WHAT IS BEING ASKED →
Copy the lines of the records below word for word, leaving out the pictures.

INFORMATION GIVEN →

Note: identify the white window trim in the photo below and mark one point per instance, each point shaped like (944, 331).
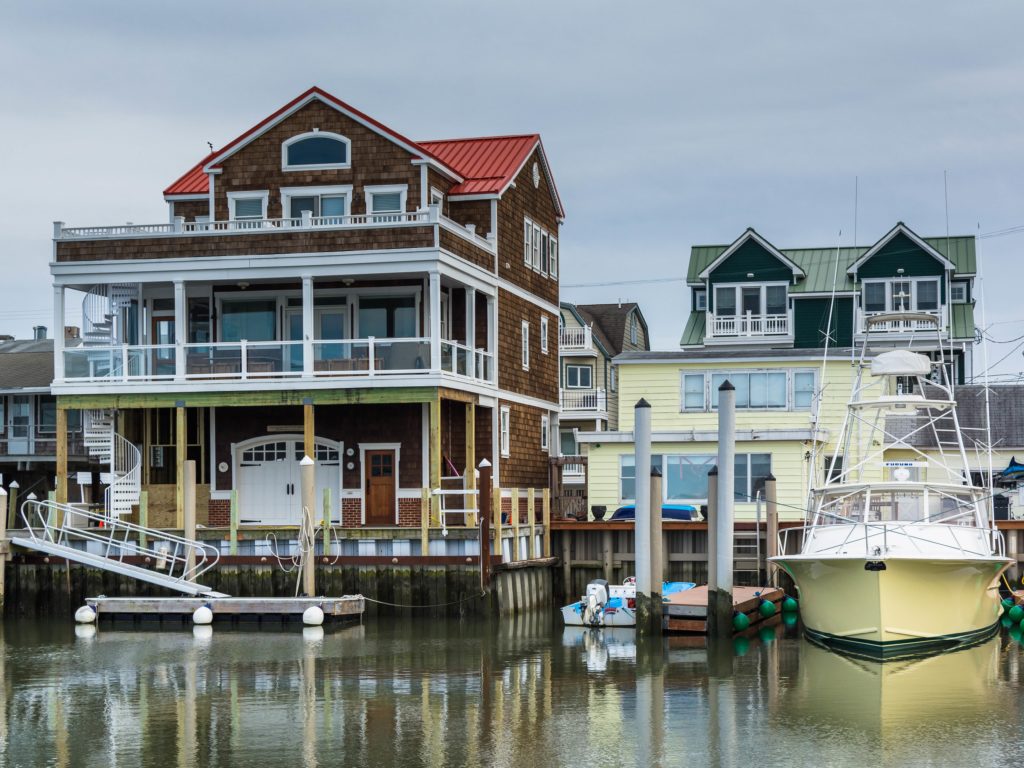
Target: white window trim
(708, 407)
(579, 367)
(505, 430)
(263, 195)
(888, 283)
(737, 287)
(287, 193)
(370, 192)
(524, 342)
(317, 166)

ANSWER BELOW →
Note: identify the white window trim in the photo below and mark one point per instance, each point shaped like (944, 331).
Target: white window trim
(708, 407)
(579, 367)
(505, 430)
(263, 195)
(888, 283)
(737, 287)
(287, 193)
(370, 192)
(524, 342)
(317, 166)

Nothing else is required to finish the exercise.